## MATERIAL SHOWN
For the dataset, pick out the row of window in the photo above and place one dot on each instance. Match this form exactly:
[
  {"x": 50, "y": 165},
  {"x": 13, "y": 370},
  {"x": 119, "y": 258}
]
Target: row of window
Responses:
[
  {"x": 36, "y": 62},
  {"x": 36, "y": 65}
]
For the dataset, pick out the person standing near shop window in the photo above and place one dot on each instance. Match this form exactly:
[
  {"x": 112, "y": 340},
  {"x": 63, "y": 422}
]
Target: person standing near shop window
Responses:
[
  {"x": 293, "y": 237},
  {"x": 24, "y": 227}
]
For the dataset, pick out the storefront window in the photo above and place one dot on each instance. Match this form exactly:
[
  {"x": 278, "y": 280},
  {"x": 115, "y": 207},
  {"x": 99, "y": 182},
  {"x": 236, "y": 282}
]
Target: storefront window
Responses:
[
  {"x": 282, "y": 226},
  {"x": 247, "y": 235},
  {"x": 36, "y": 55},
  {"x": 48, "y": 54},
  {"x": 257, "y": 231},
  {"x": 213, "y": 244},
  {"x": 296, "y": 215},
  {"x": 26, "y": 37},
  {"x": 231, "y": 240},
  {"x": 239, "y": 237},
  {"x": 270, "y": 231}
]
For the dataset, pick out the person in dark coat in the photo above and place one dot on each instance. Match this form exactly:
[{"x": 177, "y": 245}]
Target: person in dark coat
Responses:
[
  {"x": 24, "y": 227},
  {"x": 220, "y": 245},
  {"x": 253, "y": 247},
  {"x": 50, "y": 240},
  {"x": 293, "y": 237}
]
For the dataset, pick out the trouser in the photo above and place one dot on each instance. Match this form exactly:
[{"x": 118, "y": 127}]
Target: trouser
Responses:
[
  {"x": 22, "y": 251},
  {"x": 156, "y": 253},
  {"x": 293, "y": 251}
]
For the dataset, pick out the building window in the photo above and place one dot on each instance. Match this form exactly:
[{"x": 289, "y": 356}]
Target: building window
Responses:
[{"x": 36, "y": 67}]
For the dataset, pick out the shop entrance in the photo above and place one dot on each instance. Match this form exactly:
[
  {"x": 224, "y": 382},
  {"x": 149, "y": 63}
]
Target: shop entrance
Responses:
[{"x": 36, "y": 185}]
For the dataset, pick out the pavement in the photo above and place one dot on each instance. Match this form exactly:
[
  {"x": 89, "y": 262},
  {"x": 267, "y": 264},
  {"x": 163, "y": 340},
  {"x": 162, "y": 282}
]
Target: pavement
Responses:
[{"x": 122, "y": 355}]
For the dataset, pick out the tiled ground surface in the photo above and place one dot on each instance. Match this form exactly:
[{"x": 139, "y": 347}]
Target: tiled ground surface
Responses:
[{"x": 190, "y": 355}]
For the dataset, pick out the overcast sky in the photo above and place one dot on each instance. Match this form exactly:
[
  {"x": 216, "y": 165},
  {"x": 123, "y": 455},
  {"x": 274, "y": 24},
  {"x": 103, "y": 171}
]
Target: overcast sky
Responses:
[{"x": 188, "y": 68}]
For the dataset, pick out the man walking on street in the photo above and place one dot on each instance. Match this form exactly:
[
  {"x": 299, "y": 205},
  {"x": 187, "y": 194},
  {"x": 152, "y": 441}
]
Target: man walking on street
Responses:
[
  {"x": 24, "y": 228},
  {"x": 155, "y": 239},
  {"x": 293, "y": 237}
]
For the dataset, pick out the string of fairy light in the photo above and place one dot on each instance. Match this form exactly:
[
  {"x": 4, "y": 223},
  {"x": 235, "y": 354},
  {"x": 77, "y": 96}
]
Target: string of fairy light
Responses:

## WORK INSTRUCTION
In full and without edits, return the listing.

## THE ANSWER
For the dataset, pick out the row of window in the photo above and place one dot on each instance. Match this form exactly:
[
  {"x": 50, "y": 165},
  {"x": 13, "y": 370},
  {"x": 119, "y": 258}
]
Target: row of window
Responses:
[
  {"x": 36, "y": 62},
  {"x": 36, "y": 65}
]
For the dataset, pick out the person standing near shop window in the photo above and place one dot on each instance. Match this form exactly:
[
  {"x": 112, "y": 340},
  {"x": 63, "y": 422}
]
Target: person standing near shop window
Responses:
[
  {"x": 293, "y": 237},
  {"x": 24, "y": 227}
]
For the dataset, pick out the storefront window in the photo above and place one dot on each instance. Match this form exactly:
[
  {"x": 278, "y": 280},
  {"x": 115, "y": 207},
  {"x": 99, "y": 182},
  {"x": 236, "y": 282}
]
Target: storefront window
Responses:
[
  {"x": 282, "y": 226},
  {"x": 247, "y": 235},
  {"x": 36, "y": 55},
  {"x": 48, "y": 54},
  {"x": 257, "y": 231},
  {"x": 213, "y": 244},
  {"x": 296, "y": 215},
  {"x": 26, "y": 37},
  {"x": 231, "y": 240},
  {"x": 239, "y": 237},
  {"x": 270, "y": 231}
]
For the dataset, pick out the person in dark coat in the photo above and place one dot on each instance. Match this form exactly:
[{"x": 177, "y": 245}]
Target: person in dark coat
Responses:
[
  {"x": 24, "y": 227},
  {"x": 220, "y": 245},
  {"x": 253, "y": 247},
  {"x": 50, "y": 240},
  {"x": 293, "y": 237}
]
For the dataset, pick out the trouser in the photo above and place one dot on each instance. Match this form exactly:
[{"x": 118, "y": 127}]
Target: trouser
Responses:
[
  {"x": 22, "y": 251},
  {"x": 156, "y": 253},
  {"x": 293, "y": 251}
]
For the dataset, pick out the building window in the photo above and place one dot on each instance. Match this form exactly:
[{"x": 289, "y": 356}]
Target: building window
Responses:
[{"x": 36, "y": 67}]
For the dataset, pick out the shop entrance in the photo above and place one dot on each instance. Match this form exactly:
[
  {"x": 224, "y": 382},
  {"x": 149, "y": 63}
]
Target: shop entrance
Responses:
[{"x": 36, "y": 185}]
For the dataset, pick out the pavement in the photo above and place one dot on each instance. Match this form exactly:
[
  {"x": 89, "y": 262},
  {"x": 267, "y": 264},
  {"x": 163, "y": 340},
  {"x": 162, "y": 282}
]
Target: pavement
Responses:
[{"x": 122, "y": 355}]
For the dataset, pick out the tiled ground surface in the photo above and place one dot on each instance. Match this form exactly:
[{"x": 139, "y": 347}]
Target: tiled ground surface
Responses:
[{"x": 190, "y": 355}]
For the dataset, pick out the overcast sky in the photo above and place one dot on each instance. Match this form exactly:
[
  {"x": 216, "y": 165},
  {"x": 123, "y": 455},
  {"x": 274, "y": 24},
  {"x": 103, "y": 171}
]
Target: overcast sky
Responses:
[{"x": 188, "y": 68}]
For the dataset, pick out the man walking on street in the photo above and place one dot on each instance. Match this form exactly:
[
  {"x": 299, "y": 205},
  {"x": 187, "y": 194},
  {"x": 152, "y": 441}
]
Target: man walking on street
Responses:
[
  {"x": 24, "y": 228},
  {"x": 155, "y": 239},
  {"x": 293, "y": 237}
]
For the dataset, pick out the string of fairy light in the photo above and place one dot on each instance. Match this form exactly:
[
  {"x": 4, "y": 223},
  {"x": 235, "y": 354},
  {"x": 77, "y": 96}
]
Target: string of fairy light
Responses:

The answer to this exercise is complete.